▶ _EXERCISE_: Start at the first record below and retype through the last, exactly.

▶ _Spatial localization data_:
☆ ☆ ☆ ☆ ☆ ☆ ☆
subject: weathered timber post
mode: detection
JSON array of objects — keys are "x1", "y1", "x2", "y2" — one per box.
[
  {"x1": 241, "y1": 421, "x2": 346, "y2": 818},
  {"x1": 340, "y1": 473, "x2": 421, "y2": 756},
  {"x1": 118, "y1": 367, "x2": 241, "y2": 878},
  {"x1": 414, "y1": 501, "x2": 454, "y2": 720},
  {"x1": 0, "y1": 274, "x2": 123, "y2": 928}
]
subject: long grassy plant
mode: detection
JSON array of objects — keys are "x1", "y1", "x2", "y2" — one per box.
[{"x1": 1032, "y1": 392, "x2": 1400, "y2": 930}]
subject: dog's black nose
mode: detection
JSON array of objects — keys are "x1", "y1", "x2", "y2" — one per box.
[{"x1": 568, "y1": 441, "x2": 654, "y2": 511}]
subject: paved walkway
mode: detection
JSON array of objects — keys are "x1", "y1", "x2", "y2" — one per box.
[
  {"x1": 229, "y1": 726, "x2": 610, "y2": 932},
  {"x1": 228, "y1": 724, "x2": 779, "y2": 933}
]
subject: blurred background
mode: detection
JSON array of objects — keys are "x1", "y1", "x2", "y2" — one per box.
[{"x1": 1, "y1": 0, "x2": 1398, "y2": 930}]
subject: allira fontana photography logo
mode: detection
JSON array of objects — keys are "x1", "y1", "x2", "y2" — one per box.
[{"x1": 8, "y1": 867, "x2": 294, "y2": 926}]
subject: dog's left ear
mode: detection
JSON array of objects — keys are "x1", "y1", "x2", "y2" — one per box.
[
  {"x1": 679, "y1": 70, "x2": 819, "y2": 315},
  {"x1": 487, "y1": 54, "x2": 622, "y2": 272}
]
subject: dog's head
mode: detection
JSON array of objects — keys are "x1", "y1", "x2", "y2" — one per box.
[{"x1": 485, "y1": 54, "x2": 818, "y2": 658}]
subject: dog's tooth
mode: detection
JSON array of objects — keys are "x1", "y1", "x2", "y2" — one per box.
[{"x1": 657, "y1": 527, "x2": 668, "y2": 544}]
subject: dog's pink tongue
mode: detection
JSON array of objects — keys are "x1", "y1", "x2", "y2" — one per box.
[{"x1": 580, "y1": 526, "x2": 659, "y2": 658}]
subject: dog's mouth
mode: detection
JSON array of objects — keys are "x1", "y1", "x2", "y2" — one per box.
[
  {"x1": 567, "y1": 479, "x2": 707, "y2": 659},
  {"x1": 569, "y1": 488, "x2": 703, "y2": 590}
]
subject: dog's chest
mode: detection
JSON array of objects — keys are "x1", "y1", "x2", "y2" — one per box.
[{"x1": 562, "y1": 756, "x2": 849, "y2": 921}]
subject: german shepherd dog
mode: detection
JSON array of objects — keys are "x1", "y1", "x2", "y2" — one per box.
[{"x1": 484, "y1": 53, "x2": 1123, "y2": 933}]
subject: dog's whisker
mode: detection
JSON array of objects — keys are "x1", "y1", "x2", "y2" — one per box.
☆ ☆ ☆ ☆ ☆ ☆ ☆
▶ _RESPONSE TO THIS TASK_:
subject: weathered timber post
mode: detection
JSON array of objects — keys are "x1", "y1", "x2", "y2" — one per box.
[
  {"x1": 241, "y1": 421, "x2": 346, "y2": 818},
  {"x1": 340, "y1": 473, "x2": 421, "y2": 756},
  {"x1": 118, "y1": 367, "x2": 241, "y2": 878},
  {"x1": 414, "y1": 501, "x2": 454, "y2": 720},
  {"x1": 0, "y1": 274, "x2": 123, "y2": 928}
]
subject: long grassy plant
mode: detection
JSON array of objects — keys are "x1", "y1", "x2", "y2" — one per box.
[{"x1": 1032, "y1": 392, "x2": 1400, "y2": 930}]
subject: dog's black nose
mode: detection
JSON array of objects — keys are "x1", "y1", "x2", "y2" — one per box.
[{"x1": 568, "y1": 441, "x2": 654, "y2": 511}]
subject: paved walkway
mode: detection
JSON array of objects — keys are "x1", "y1", "x2", "y2" — one per box.
[
  {"x1": 229, "y1": 726, "x2": 610, "y2": 932},
  {"x1": 228, "y1": 724, "x2": 779, "y2": 933}
]
subject: blurred background
mode: detection
JSON array of objects — keys are "x1", "y1", "x2", "y2" — one per box.
[{"x1": 1, "y1": 0, "x2": 1398, "y2": 930}]
subject: allira fontana photography logo
mode: detection
JSON array of objects — keys are "x1", "y1", "x2", "y2" — one per box.
[{"x1": 8, "y1": 867, "x2": 294, "y2": 926}]
subject: dog's left ear
mode: detection
JSON array of objects — keys are "x1", "y1", "x2", "y2" — one per box.
[
  {"x1": 679, "y1": 70, "x2": 819, "y2": 315},
  {"x1": 487, "y1": 54, "x2": 622, "y2": 272}
]
subject: dog's head
mode: detection
JSON array of objects — keys are "x1", "y1", "x2", "y2" — one per box.
[{"x1": 485, "y1": 54, "x2": 818, "y2": 658}]
subject: dog's tooth
mode: detection
JSON array of objects — keys are "x1", "y1", "x2", "y2" — one per box.
[{"x1": 657, "y1": 527, "x2": 668, "y2": 544}]
subject: dog's pink tongue
mode: detection
JSON array of objects — keys are "x1", "y1", "x2", "y2" — one per box.
[{"x1": 580, "y1": 526, "x2": 659, "y2": 658}]
subject: dog's mouth
mode: detection
JSON array of objects — keys are "x1", "y1", "x2", "y2" — one per box.
[
  {"x1": 567, "y1": 479, "x2": 707, "y2": 659},
  {"x1": 569, "y1": 488, "x2": 703, "y2": 590}
]
subject: dog's chest
mode: detection
JSON array of objects — keys are "x1", "y1", "x2", "y2" — one per box.
[{"x1": 562, "y1": 756, "x2": 849, "y2": 921}]
subject: german shepherd dog
mode: detection
JSON array of objects — keys are "x1", "y1", "x2", "y2" — one per box.
[{"x1": 484, "y1": 53, "x2": 1123, "y2": 933}]
subject: dog's whisker
mode: detection
JSON array of objects — keys are "x1", "y1", "x2", "y2" — one per box.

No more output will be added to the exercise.